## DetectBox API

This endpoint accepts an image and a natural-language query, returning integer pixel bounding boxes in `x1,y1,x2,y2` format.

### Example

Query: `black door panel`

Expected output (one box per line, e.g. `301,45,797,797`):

What to do.
Can you copy every line of the records above, character for character, without changing anything?

Solution to this task.
## DetectBox API

This endpoint accepts an image and a natural-language query, returning integer pixel bounding boxes in `x1,y1,x2,y2` format.

### Example

Query: `black door panel`

Expected output (one box per line, e.g. `301,45,797,797`):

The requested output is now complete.